[TEXT BLOCK]
As stated in, in December of 2012, a former Jersey City municipal inspector, Bennie Anderson, took a $300 payoff to change the tax description on a building zoned for two units to one zoned for three units. Anderson pleaded guilty and was sentenced in federal court to two years of probation, five months of home confinement, and a $3,000 fine. Most recently, the New Jersey Supreme Court decided it was proper that Anderson forfeit his entire pension. In a 5-1 decision, with Chief Justice Stuart Rabner not participating, Justice Jaynee LaVecchia wrote that the Legislature had established a public pension based on the pre-condition of honorable service and rejected Anderson’s contention that forfeiting the benefit in its entirety represented an excessive fine.

Bennie Anderson was a city employee for almost forty years and his pension entitled him to $67,173 annually. Those that advocated for a total forfeiture argued that the receipt of pension benefits is always conditioned on honorable service and thus, Anderson did not earn the right to receive such a benefit by virtue of his criminal conviction. Counsel for the Pension Board stated, “It is neither unconscionable nor unreasonable to require honesty and integrity during an employee’s tenure in public service”.

However, not everyone considered the Court’s ultimate decision to forfeit Anderson’s entire pension a fair and equitable outcome. Anderson’s attorney stated, referring to the value of Anderson’s pension, that a total forfeiture was akin to a “million-dollar fine.” He went on to state, “For $300, it’s very sad. To me, that’s where it starts and ends. How is that not a punitive fine?” Anderson’s attorney said the pension would have paid out more than $1 million in benefits over Anderson’s expected lifespan.

[REQUIRED TASK A]
Gather every line of the entries that contains the string "building", treating uppercase and lowercase as different.
The pension article and the entries have no connection to each other.

A series of records
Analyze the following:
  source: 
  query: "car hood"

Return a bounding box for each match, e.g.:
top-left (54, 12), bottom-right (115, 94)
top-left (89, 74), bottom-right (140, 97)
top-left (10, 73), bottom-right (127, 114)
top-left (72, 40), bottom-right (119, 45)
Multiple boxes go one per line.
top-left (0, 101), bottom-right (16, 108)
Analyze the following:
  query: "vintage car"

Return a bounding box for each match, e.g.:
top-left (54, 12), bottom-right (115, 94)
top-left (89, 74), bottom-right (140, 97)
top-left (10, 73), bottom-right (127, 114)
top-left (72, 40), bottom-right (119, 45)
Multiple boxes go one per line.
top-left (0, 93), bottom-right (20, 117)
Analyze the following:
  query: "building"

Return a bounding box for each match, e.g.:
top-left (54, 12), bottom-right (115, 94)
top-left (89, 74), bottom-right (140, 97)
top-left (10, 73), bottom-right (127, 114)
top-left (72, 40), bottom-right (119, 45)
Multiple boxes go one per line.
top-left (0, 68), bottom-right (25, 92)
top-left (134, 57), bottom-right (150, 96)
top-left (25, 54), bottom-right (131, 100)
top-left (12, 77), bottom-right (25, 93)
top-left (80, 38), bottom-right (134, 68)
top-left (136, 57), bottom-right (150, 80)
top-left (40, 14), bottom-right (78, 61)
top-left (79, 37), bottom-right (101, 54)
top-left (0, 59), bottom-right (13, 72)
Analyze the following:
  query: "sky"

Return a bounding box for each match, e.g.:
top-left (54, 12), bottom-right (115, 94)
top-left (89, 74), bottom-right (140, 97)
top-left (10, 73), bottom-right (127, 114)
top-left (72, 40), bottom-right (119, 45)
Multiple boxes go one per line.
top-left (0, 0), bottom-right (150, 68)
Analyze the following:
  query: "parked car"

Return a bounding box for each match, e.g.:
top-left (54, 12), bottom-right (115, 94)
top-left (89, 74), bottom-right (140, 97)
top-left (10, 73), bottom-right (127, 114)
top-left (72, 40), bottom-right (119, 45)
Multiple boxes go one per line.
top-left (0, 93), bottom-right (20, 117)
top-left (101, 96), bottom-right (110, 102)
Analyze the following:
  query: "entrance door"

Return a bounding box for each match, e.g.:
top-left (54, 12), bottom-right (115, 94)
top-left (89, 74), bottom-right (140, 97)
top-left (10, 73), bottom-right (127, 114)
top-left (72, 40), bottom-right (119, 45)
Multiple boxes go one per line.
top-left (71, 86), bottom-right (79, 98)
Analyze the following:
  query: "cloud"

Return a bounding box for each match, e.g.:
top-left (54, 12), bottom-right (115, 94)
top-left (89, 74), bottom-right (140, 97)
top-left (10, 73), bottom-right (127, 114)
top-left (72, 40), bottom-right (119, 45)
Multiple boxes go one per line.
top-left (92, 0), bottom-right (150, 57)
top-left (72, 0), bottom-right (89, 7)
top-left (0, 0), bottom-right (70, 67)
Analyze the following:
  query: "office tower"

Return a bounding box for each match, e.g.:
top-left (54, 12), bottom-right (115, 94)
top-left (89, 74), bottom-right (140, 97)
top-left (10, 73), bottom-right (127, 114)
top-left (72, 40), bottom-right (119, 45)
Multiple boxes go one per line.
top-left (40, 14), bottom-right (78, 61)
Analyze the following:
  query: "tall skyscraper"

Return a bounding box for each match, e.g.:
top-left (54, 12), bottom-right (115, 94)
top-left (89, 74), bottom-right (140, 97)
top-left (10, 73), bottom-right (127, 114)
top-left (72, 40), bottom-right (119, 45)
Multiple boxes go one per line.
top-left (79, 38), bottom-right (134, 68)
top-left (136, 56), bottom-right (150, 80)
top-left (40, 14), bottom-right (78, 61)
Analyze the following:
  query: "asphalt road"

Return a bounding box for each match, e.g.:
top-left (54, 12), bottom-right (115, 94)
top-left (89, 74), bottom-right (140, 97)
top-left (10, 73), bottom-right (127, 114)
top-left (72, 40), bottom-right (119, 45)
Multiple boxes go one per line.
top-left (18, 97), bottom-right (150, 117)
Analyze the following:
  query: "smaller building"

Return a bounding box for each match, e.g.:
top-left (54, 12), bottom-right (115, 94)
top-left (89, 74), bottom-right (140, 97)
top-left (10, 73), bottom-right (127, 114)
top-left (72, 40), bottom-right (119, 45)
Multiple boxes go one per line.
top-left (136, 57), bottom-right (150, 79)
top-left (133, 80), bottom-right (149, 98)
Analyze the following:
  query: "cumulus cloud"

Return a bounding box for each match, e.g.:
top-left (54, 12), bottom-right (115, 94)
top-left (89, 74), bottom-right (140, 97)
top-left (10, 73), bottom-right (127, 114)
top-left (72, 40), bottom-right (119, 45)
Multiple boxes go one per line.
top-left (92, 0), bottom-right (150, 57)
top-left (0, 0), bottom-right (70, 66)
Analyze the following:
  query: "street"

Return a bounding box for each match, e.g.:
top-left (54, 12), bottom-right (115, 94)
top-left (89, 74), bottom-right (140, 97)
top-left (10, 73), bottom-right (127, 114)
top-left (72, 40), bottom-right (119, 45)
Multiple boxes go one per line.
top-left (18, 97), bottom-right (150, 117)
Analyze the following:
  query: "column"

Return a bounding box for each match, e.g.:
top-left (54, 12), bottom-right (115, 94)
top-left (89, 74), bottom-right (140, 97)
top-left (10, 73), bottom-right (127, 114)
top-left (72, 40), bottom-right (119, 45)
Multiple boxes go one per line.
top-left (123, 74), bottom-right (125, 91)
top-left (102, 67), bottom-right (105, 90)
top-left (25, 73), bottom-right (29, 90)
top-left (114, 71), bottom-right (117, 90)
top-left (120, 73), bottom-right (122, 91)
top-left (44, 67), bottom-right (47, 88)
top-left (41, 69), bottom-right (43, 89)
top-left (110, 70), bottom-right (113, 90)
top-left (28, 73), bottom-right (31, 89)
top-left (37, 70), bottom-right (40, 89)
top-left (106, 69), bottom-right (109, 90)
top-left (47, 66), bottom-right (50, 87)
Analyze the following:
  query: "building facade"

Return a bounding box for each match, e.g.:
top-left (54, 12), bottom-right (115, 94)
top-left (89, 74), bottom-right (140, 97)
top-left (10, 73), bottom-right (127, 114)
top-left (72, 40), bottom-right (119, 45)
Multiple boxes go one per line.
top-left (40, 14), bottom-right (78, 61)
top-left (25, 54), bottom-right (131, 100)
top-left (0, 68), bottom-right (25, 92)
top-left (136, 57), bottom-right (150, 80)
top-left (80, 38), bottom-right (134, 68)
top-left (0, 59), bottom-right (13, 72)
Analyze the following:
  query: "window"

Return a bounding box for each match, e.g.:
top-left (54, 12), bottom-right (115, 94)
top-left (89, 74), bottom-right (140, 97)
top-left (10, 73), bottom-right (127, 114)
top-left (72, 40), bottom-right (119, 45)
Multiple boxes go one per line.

[REQUIRED TASK B]
Retype the part of the pension article starting at "As stated in, in" and ending at "an excessive fine.".

[FULL SOLUTION A]
  query: "building"
  query: "smaller building"
  query: "building facade"

[FULL SOLUTION B]
As stated in, in December of 2012, a former Jersey City municipal inspector, Bennie Anderson, took a $300 payoff to change the tax description on a building zoned for two units to one zoned for three units. Anderson pleaded guilty and was sentenced in federal court to two years of probation, five months of home confinement, and a $3,000 fine. Most recently, the New Jersey Supreme Court decided it was proper that Anderson forfeit his entire pension. In a 5-1 decision, with Chief Justice Stuart Rabner not participating, Justice Jaynee LaVecchia wrote that the Legislature had established a public pension based on the pre-condition of honorable service and rejected Anderson’s contention that forfeiting the benefit in its entirety represented an excessive fine.